**Aim:**
Can you write out every line of the items below, requests included, and shift each point coordinate in the answers by adding 11 to it?
################
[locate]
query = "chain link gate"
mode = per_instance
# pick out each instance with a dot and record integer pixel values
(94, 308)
################
**Task output:**
[locate]
query = "chain link gate"
mode = per_instance
# pick out each instance with a dot and record integer pixel values
(105, 319)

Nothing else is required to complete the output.